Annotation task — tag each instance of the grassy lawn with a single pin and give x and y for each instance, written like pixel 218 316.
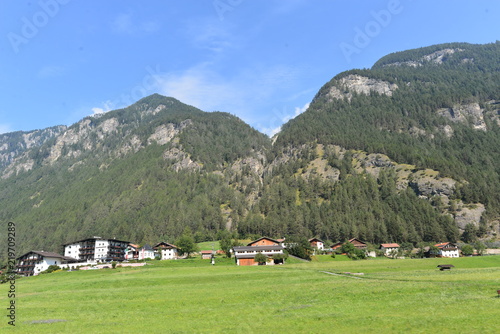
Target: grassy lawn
pixel 191 296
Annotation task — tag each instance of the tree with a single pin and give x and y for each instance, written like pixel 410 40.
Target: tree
pixel 467 250
pixel 434 250
pixel 186 243
pixel 470 233
pixel 226 243
pixel 300 247
pixel 480 247
pixel 260 258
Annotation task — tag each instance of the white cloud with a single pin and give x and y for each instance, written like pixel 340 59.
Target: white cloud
pixel 280 118
pixel 210 34
pixel 51 71
pixel 124 24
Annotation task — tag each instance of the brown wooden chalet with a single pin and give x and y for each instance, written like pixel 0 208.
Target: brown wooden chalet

**Task details:**
Reproduce every row above word for word, without the pictures.

**Task answer:**
Annotation task — tag each instance of the grassy lawn with a single pin and give x and y for each instance, written like pixel 218 316.
Target: grassy lawn
pixel 191 296
Annotation task — tag each instance of the tree with a single pin and give x and y for each instance, written like pixel 410 40.
Target: tree
pixel 467 250
pixel 434 250
pixel 186 243
pixel 470 233
pixel 226 243
pixel 300 247
pixel 480 247
pixel 260 258
Annotation task — tag each instance of the white cloud with a single pin and give x and y for each instance, written like pixel 340 59.
Target: white cloud
pixel 280 118
pixel 210 34
pixel 51 71
pixel 124 24
Annotation task — tag each instance of the brown wooden chalet with a single pin and give x and y for each instance, written like pixel 0 208.
Target: brown wooden chalet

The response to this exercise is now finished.